**Task goal:** Please count the lines of the following data that contain the string "below" with matching case, and reply with only that number.

Location annotation dataset excerpts
____________

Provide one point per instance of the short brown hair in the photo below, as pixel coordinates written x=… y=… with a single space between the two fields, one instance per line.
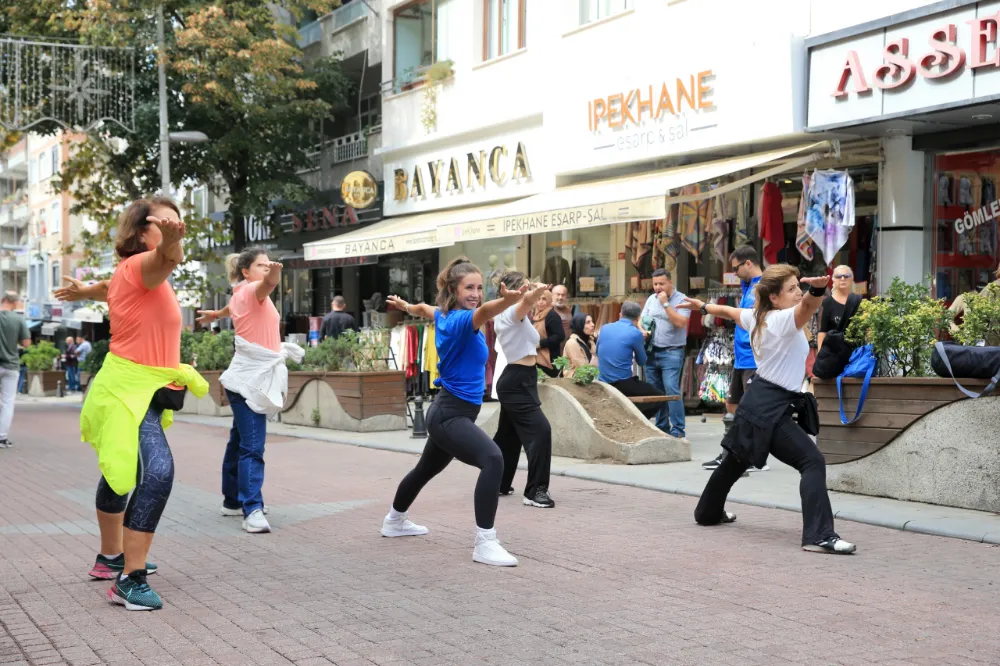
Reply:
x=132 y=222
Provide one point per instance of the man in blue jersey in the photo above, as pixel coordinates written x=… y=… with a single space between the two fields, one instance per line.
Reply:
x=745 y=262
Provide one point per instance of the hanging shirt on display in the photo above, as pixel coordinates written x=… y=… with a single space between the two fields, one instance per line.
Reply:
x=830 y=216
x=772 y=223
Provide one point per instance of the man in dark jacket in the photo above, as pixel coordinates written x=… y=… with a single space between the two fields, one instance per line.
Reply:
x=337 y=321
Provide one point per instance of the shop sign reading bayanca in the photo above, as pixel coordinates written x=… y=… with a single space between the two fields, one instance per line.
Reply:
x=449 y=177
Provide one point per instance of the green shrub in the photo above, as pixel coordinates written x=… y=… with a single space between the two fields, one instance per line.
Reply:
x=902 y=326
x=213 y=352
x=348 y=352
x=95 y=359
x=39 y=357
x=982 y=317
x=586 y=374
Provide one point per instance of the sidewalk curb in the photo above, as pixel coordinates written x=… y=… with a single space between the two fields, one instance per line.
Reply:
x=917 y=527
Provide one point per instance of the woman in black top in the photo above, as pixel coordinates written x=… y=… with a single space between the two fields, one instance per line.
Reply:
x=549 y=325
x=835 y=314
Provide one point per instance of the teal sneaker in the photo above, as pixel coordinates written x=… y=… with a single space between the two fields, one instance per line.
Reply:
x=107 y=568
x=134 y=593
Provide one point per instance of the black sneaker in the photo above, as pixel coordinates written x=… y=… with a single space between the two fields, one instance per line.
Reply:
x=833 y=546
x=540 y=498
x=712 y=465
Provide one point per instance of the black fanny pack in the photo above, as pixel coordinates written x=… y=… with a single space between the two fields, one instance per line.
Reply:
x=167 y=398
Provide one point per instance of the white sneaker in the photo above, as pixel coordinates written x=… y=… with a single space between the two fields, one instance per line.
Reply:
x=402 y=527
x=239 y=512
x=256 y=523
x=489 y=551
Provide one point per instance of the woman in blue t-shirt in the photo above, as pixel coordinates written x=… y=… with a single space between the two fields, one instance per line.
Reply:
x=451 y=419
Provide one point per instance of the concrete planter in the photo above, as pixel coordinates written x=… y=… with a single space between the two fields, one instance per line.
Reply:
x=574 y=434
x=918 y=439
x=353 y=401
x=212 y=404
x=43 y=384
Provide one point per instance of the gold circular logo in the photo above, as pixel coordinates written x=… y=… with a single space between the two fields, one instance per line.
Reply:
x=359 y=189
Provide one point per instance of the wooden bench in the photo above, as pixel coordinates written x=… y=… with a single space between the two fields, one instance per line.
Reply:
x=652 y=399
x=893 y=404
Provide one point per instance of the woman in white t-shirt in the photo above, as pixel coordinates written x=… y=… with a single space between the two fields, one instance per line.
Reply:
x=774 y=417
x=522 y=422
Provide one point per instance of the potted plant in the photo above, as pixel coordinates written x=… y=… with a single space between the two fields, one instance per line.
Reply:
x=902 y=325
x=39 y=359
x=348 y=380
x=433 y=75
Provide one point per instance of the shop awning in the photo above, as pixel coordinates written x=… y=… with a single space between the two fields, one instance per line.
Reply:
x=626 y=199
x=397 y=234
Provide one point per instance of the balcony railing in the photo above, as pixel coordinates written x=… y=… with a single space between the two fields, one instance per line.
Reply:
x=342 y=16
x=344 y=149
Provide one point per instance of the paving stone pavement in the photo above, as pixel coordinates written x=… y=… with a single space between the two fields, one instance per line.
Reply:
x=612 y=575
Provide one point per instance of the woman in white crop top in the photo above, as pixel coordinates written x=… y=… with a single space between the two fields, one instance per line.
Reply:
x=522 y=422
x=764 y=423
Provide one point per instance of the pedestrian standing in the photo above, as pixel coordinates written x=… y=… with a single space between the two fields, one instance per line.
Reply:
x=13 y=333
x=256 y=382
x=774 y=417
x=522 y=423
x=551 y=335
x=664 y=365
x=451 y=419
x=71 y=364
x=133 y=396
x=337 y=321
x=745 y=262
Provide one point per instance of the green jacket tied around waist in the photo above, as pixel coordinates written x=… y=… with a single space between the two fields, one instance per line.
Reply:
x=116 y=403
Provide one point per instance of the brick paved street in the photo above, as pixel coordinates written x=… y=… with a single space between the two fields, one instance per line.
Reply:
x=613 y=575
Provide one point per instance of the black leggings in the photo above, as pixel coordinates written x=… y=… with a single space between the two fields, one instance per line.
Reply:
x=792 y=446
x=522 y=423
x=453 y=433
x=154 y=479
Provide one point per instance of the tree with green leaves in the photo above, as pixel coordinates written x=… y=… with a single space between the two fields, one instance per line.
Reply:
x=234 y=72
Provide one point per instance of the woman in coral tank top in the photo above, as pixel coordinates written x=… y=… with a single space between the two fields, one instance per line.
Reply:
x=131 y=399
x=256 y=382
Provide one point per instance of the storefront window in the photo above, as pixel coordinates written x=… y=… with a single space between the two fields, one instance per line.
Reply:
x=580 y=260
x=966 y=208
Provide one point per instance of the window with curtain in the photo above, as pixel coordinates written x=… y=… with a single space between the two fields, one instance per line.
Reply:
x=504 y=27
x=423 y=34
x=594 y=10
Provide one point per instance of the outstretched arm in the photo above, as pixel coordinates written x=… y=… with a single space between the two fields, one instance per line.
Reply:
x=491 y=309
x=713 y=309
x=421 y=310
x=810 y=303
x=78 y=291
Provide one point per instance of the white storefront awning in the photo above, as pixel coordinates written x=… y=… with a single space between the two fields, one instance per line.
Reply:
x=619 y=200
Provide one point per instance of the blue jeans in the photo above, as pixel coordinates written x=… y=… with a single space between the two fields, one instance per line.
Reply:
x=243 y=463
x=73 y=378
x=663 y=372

____________

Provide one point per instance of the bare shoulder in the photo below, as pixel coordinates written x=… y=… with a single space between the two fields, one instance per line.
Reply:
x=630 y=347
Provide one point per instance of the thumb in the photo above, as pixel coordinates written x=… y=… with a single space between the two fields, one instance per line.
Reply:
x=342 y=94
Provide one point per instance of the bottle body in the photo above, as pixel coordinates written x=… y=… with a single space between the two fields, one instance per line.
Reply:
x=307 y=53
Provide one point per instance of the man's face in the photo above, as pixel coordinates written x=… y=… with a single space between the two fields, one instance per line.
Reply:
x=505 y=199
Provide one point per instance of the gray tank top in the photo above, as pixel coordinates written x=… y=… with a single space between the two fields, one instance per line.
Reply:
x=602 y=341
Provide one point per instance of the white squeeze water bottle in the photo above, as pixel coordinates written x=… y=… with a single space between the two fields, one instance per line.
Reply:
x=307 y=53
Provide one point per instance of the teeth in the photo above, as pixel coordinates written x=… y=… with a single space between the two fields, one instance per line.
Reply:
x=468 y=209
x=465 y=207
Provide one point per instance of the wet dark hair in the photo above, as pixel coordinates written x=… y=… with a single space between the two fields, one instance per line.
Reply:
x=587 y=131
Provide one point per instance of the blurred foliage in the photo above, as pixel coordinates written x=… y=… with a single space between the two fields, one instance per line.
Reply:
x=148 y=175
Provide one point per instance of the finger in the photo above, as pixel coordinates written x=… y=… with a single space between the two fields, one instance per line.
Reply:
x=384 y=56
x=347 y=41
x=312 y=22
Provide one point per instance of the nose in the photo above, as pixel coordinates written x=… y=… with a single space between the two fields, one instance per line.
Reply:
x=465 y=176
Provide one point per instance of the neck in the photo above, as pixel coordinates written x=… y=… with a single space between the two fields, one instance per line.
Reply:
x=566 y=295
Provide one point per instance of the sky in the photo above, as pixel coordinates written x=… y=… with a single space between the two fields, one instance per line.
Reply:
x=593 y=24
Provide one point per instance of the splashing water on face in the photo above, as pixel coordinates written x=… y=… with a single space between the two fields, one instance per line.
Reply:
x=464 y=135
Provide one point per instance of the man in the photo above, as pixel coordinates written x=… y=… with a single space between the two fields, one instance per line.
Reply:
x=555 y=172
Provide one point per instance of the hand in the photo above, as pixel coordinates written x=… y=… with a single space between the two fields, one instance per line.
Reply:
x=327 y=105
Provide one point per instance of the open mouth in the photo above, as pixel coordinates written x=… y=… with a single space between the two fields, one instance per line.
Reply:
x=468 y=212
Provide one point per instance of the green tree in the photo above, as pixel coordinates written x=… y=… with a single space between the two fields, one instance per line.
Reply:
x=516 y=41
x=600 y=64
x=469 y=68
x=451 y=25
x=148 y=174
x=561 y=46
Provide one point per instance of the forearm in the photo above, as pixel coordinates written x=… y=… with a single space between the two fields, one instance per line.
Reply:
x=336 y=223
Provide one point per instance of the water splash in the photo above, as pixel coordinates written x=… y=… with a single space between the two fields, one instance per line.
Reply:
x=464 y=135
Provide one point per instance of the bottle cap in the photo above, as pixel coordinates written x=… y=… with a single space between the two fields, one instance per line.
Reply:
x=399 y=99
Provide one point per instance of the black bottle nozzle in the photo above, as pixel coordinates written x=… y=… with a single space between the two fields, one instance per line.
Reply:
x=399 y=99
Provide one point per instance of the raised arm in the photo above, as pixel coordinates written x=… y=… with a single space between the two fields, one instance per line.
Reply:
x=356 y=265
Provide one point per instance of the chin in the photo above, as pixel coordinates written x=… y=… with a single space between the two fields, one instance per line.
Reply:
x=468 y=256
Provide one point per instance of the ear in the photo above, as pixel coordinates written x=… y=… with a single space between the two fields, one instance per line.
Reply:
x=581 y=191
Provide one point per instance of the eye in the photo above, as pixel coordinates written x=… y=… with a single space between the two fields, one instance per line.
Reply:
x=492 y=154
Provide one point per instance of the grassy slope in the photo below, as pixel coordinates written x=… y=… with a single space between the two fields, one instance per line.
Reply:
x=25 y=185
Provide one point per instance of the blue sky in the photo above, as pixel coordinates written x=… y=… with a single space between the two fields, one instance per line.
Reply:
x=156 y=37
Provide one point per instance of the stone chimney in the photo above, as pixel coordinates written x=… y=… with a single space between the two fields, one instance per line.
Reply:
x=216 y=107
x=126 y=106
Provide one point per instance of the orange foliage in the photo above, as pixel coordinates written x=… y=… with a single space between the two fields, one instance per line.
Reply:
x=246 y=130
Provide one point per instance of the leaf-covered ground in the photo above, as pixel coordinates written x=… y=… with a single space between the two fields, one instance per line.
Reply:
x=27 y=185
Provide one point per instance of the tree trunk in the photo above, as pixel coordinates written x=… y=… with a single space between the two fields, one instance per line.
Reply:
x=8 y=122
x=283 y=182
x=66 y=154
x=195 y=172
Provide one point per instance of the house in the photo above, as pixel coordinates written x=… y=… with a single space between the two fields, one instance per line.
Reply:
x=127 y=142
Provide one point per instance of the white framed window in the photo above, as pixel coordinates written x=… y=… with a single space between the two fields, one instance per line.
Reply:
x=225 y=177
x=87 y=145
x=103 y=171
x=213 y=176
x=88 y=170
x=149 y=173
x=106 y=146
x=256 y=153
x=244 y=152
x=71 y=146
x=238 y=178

____________

**Output:** 3